*Aim:*
Show every line in the rows below that contains the word "sash".

[START OF Dataset]

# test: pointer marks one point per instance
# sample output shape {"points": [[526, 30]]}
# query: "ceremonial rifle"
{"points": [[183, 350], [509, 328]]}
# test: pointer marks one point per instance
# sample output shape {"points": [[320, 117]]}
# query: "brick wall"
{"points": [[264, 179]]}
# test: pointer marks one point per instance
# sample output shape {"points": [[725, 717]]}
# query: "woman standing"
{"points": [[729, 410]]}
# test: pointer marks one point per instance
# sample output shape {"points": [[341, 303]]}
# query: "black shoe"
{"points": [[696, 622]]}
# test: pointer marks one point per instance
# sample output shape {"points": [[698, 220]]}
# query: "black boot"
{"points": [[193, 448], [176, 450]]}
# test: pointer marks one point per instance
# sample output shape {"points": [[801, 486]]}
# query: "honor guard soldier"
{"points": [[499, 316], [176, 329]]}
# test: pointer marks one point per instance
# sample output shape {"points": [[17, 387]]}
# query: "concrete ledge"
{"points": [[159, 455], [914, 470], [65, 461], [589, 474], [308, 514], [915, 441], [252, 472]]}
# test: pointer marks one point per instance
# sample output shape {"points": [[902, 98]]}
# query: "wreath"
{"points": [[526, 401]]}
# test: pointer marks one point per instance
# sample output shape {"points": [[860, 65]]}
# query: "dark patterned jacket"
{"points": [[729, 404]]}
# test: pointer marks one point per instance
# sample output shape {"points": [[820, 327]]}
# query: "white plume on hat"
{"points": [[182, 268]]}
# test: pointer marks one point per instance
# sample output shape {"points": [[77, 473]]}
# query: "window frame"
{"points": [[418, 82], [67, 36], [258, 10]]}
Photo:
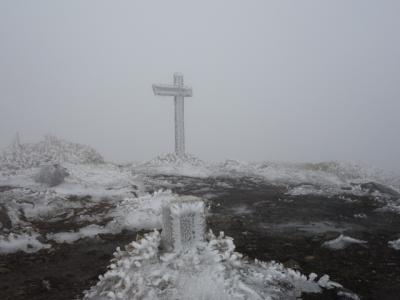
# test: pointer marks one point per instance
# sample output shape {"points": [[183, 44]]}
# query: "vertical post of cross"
{"points": [[179, 117], [179, 91]]}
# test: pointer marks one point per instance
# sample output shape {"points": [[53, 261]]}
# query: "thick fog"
{"points": [[272, 80]]}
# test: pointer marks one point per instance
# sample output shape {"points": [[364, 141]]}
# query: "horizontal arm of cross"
{"points": [[172, 90]]}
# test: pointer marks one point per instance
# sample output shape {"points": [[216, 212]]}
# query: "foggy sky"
{"points": [[272, 80]]}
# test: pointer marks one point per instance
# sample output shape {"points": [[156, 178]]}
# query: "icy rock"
{"points": [[212, 270], [183, 223], [51, 175], [395, 244]]}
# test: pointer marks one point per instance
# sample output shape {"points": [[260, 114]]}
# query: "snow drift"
{"points": [[49, 151]]}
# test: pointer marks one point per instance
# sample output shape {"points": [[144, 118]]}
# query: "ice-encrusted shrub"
{"points": [[51, 175], [211, 270]]}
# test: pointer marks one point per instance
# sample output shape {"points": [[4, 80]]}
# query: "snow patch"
{"points": [[21, 242], [50, 151], [342, 242]]}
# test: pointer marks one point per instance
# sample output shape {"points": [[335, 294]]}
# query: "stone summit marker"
{"points": [[179, 91]]}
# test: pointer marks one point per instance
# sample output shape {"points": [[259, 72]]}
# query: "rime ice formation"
{"points": [[183, 223], [211, 270], [51, 175], [50, 151], [179, 91]]}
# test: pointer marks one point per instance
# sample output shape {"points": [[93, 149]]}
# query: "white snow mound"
{"points": [[21, 242], [49, 151]]}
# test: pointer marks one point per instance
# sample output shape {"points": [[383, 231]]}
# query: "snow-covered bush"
{"points": [[51, 175]]}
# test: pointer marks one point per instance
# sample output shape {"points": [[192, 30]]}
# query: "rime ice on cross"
{"points": [[179, 91]]}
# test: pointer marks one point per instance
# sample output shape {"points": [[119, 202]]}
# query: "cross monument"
{"points": [[179, 91]]}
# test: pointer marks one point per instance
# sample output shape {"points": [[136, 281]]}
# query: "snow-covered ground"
{"points": [[211, 270], [105, 198]]}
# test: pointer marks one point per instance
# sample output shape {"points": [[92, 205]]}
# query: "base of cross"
{"points": [[183, 223]]}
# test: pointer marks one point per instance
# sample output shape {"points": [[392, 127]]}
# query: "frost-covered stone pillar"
{"points": [[183, 223], [179, 91]]}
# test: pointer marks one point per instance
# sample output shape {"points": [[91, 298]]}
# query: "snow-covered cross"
{"points": [[179, 91]]}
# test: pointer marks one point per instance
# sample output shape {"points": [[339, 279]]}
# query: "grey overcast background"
{"points": [[272, 80]]}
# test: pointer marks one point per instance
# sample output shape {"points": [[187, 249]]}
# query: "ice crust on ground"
{"points": [[27, 242], [395, 244], [49, 151], [342, 242], [304, 178], [211, 270]]}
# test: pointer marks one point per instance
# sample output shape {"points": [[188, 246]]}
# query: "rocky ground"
{"points": [[266, 222]]}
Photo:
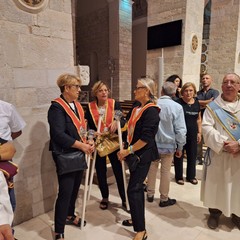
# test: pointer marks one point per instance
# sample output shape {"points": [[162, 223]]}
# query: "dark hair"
{"points": [[172, 79]]}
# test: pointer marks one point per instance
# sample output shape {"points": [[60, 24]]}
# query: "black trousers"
{"points": [[101, 169], [67, 194], [136, 196], [191, 150]]}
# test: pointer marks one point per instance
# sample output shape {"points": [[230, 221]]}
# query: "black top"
{"points": [[202, 95], [146, 129], [191, 112]]}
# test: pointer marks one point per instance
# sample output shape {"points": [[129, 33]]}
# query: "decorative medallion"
{"points": [[31, 6], [194, 43]]}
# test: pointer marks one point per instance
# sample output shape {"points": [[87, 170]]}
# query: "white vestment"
{"points": [[6, 213], [220, 186]]}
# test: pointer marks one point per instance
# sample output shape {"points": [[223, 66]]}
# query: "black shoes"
{"points": [[127, 223], [236, 220], [150, 199], [167, 203]]}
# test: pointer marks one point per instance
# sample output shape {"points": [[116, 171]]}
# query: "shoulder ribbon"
{"points": [[107, 118]]}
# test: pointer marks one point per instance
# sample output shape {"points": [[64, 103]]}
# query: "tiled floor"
{"points": [[185, 220]]}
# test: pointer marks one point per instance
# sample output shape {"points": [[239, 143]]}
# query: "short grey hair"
{"points": [[169, 88]]}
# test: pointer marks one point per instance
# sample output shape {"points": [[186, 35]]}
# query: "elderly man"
{"points": [[170, 139], [221, 132]]}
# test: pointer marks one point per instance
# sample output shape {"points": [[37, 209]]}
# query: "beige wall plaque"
{"points": [[31, 6]]}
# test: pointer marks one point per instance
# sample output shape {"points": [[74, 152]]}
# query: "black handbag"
{"points": [[132, 161], [67, 162]]}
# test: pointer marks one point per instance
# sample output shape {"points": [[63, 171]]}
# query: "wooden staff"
{"points": [[101, 114], [90, 135], [118, 115]]}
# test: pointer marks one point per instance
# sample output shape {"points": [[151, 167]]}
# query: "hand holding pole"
{"points": [[101, 114], [90, 135], [118, 115]]}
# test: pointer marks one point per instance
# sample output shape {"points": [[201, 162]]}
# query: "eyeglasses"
{"points": [[136, 88], [231, 82], [76, 86]]}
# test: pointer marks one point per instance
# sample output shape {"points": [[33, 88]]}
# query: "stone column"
{"points": [[120, 47], [224, 44]]}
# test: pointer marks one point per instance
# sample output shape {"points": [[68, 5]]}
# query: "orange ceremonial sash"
{"points": [[78, 123], [108, 117], [134, 118]]}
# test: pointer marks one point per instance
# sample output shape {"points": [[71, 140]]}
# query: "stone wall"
{"points": [[34, 50], [224, 44], [92, 37], [177, 59]]}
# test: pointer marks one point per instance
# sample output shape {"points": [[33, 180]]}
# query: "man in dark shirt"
{"points": [[205, 96]]}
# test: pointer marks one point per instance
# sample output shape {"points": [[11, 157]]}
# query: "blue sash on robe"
{"points": [[228, 120]]}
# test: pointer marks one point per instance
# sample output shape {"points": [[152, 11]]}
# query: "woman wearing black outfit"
{"points": [[191, 108], [100, 92], [66, 118], [142, 128]]}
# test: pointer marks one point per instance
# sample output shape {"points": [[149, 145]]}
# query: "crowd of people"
{"points": [[159, 131]]}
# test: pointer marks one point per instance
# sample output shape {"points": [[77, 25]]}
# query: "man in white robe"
{"points": [[6, 213], [220, 185]]}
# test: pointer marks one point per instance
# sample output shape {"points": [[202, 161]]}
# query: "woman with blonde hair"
{"points": [[100, 91], [191, 108], [66, 119], [142, 128]]}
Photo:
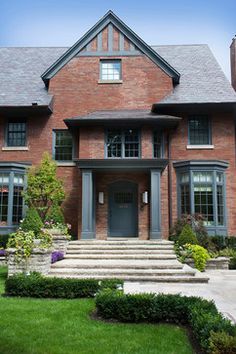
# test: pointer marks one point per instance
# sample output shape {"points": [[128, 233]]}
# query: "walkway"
{"points": [[221, 288]]}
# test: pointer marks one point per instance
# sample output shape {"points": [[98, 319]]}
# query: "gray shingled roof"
{"points": [[202, 80]]}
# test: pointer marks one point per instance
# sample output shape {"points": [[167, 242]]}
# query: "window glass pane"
{"points": [[131, 141], [157, 142], [185, 199], [17, 204], [4, 191], [111, 70], [205, 177], [63, 146], [199, 130], [220, 205], [16, 134]]}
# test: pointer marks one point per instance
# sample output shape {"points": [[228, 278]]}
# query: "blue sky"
{"points": [[62, 22]]}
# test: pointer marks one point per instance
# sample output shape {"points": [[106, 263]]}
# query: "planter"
{"points": [[213, 263], [39, 261], [59, 240]]}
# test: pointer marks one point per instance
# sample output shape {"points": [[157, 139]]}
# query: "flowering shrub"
{"points": [[63, 228], [2, 252], [199, 254], [56, 256], [24, 242]]}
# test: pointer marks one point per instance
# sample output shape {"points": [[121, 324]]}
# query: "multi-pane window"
{"points": [[4, 193], [206, 190], [110, 70], [63, 145], [157, 144], [11, 198], [123, 143], [199, 130], [184, 194], [203, 196], [16, 134]]}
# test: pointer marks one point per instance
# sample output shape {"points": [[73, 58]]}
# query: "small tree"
{"points": [[55, 214], [32, 222], [44, 188], [187, 236]]}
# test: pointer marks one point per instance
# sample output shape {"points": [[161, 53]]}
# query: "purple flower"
{"points": [[56, 256], [2, 252]]}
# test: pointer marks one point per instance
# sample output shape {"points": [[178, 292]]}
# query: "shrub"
{"points": [[200, 314], [196, 221], [24, 242], [55, 215], [56, 256], [36, 285], [3, 241], [187, 236], [222, 343], [44, 189], [32, 222], [200, 256]]}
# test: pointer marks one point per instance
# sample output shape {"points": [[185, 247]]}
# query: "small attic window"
{"points": [[110, 70]]}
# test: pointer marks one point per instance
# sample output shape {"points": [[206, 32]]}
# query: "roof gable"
{"points": [[138, 45]]}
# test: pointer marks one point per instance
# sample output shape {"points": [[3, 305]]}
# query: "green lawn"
{"points": [[31, 326]]}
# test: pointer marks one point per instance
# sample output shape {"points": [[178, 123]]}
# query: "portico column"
{"points": [[155, 205], [88, 214]]}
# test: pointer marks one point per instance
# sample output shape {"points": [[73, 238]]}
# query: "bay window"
{"points": [[201, 190]]}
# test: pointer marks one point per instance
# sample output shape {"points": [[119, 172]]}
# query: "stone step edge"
{"points": [[163, 279]]}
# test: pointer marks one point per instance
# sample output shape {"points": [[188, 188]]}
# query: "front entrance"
{"points": [[123, 209]]}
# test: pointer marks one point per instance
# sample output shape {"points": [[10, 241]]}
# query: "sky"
{"points": [[43, 23]]}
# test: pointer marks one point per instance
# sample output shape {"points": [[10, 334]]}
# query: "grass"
{"points": [[37, 326]]}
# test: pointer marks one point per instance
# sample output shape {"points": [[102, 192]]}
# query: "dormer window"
{"points": [[110, 70]]}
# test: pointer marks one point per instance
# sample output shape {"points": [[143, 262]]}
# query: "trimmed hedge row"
{"points": [[36, 285], [213, 332]]}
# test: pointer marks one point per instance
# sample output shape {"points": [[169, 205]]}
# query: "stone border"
{"points": [[213, 263], [39, 261]]}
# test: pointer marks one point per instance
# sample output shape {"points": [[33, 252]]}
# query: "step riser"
{"points": [[111, 256], [182, 279]]}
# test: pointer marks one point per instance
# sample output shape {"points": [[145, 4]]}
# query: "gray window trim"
{"points": [[109, 61], [122, 144], [54, 144], [209, 128], [215, 229]]}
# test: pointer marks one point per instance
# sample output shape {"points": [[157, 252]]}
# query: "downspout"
{"points": [[169, 180]]}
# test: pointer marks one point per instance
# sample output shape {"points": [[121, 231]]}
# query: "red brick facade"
{"points": [[77, 91]]}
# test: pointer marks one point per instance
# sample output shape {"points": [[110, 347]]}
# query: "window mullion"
{"points": [[192, 206], [10, 199], [215, 206]]}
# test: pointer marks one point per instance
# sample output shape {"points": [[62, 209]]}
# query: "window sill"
{"points": [[65, 164], [200, 147], [15, 148], [110, 81]]}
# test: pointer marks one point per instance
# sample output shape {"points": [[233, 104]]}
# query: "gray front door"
{"points": [[123, 209]]}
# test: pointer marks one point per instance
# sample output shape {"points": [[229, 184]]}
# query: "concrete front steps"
{"points": [[127, 259]]}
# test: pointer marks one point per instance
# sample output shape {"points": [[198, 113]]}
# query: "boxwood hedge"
{"points": [[36, 285], [208, 326]]}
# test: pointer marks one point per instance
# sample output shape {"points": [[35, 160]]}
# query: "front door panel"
{"points": [[123, 208]]}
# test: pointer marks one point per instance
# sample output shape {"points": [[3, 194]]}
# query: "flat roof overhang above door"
{"points": [[126, 164], [123, 117]]}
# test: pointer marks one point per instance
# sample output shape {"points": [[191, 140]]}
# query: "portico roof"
{"points": [[137, 117], [127, 164]]}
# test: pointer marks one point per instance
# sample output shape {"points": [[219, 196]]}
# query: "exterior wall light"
{"points": [[101, 197], [145, 197]]}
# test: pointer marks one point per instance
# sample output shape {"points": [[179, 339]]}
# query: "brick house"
{"points": [[140, 134]]}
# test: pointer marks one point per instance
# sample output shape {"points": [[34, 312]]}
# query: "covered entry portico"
{"points": [[122, 212]]}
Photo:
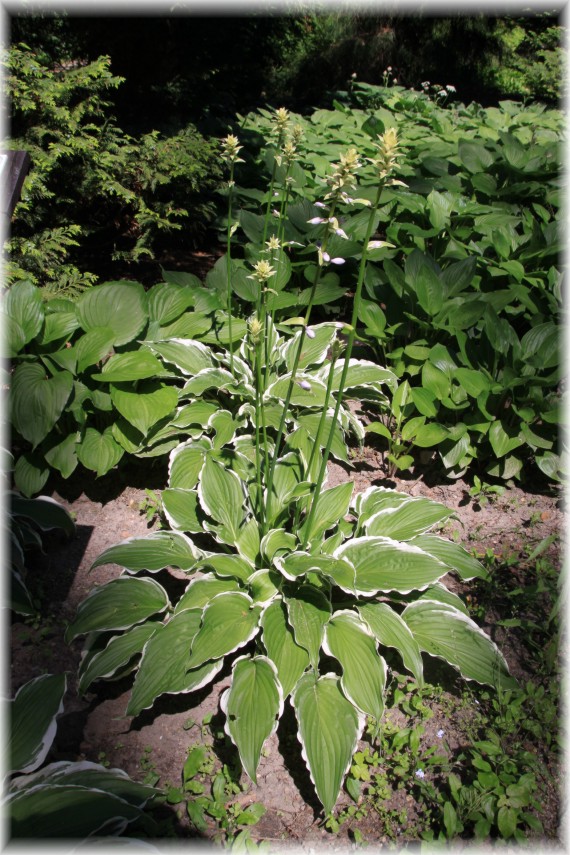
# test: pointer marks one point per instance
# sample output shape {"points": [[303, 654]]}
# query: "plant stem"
{"points": [[349, 345]]}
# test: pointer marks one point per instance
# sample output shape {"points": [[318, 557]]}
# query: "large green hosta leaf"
{"points": [[447, 633], [229, 621], [253, 705], [329, 729], [119, 604], [349, 640], [37, 401], [382, 564], [164, 667], [143, 408], [32, 722], [154, 552], [121, 306], [290, 659]]}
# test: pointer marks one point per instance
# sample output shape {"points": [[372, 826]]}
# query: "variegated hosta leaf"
{"points": [[451, 635], [200, 591], [382, 564], [154, 552], [229, 621], [181, 510], [309, 610], [221, 495], [253, 706], [349, 640], [452, 554], [289, 658], [408, 519], [119, 604], [186, 463], [32, 721], [392, 631], [164, 666], [190, 357], [332, 506], [375, 499], [329, 729], [227, 565], [118, 653], [298, 564]]}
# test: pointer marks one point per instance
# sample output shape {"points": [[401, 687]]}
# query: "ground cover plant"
{"points": [[282, 561]]}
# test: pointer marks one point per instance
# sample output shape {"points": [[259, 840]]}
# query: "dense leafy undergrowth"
{"points": [[444, 227]]}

[END OF Dataset]

*Correct output:*
# query: "orange ceremonial sash"
# query: "blue sash on robe"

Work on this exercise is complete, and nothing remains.